### Information
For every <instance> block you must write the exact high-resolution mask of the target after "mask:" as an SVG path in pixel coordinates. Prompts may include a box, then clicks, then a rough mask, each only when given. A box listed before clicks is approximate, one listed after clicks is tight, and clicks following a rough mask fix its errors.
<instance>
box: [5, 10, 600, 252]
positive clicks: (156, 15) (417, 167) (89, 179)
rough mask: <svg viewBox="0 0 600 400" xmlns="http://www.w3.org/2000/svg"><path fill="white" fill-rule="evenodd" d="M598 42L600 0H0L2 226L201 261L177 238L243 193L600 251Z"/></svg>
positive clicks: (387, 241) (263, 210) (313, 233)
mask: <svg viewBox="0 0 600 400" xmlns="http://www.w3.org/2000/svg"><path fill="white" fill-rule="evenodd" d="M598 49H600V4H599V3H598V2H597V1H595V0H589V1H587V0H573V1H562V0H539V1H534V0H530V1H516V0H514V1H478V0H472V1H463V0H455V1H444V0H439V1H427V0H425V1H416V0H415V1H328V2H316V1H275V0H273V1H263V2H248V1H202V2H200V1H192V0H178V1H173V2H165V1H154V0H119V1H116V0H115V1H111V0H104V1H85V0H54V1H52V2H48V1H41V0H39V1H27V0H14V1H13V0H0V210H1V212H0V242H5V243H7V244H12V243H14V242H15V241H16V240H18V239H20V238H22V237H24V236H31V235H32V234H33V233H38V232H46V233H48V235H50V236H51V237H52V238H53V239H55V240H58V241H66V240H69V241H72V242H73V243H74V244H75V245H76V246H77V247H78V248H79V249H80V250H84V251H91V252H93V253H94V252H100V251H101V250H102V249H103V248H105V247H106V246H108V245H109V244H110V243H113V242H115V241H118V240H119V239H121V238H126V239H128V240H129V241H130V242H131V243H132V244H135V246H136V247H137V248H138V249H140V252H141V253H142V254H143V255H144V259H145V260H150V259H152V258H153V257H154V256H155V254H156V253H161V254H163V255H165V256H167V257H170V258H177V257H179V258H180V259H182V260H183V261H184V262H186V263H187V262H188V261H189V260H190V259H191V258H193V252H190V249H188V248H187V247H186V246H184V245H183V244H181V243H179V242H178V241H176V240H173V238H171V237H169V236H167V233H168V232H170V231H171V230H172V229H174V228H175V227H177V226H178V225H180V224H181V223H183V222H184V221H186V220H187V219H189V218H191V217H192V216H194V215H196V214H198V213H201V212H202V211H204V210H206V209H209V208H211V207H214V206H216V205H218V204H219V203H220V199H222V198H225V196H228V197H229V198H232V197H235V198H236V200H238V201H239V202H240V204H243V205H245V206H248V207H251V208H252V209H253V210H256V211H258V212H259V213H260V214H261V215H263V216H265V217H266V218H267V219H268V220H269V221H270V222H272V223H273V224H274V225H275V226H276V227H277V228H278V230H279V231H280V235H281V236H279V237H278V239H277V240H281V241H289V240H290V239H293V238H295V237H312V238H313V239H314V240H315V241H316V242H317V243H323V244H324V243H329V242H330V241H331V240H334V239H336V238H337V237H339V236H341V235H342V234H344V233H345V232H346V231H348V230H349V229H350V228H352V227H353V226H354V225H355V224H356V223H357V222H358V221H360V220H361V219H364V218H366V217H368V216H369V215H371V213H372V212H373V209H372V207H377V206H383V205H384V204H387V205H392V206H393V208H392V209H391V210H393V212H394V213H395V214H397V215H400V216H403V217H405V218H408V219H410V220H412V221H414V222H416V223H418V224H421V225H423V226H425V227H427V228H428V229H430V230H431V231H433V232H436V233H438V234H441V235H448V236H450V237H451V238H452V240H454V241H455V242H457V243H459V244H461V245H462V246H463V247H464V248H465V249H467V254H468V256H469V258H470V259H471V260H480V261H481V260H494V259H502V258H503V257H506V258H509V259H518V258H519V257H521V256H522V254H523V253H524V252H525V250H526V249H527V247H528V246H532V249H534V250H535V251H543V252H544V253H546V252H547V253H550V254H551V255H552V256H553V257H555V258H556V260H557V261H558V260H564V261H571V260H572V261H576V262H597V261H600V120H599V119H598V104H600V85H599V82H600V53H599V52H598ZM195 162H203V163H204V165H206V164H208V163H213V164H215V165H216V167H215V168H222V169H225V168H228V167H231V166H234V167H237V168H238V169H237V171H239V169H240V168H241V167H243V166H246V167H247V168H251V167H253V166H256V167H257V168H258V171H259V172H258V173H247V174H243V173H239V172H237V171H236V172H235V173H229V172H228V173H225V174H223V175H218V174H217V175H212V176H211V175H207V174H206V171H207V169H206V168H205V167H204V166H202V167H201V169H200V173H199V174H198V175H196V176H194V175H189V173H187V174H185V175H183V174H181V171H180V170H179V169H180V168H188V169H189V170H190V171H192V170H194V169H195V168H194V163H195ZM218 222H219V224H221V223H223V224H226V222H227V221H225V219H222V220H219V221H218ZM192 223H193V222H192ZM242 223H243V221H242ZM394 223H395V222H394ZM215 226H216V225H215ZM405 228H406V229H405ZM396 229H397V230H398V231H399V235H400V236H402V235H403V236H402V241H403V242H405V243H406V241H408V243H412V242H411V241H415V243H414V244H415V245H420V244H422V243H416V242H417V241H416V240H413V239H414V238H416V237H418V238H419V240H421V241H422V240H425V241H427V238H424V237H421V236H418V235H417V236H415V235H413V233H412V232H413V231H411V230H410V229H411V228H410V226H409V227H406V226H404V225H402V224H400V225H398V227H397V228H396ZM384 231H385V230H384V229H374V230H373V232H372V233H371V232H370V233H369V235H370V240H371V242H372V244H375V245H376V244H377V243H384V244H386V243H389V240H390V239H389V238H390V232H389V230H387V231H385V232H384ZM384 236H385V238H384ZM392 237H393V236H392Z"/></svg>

### Aim of the exercise
Lines wanted from the listing above: the line with "positive clicks: (156, 15)" up to and including the line with "rough mask: <svg". Please write them out exactly, adding nothing else.

### Response for this exercise
positive clicks: (156, 15) (417, 167) (89, 179)
rough mask: <svg viewBox="0 0 600 400" xmlns="http://www.w3.org/2000/svg"><path fill="white" fill-rule="evenodd" d="M598 42L600 0H0L2 226L201 261L177 238L243 193L600 251Z"/></svg>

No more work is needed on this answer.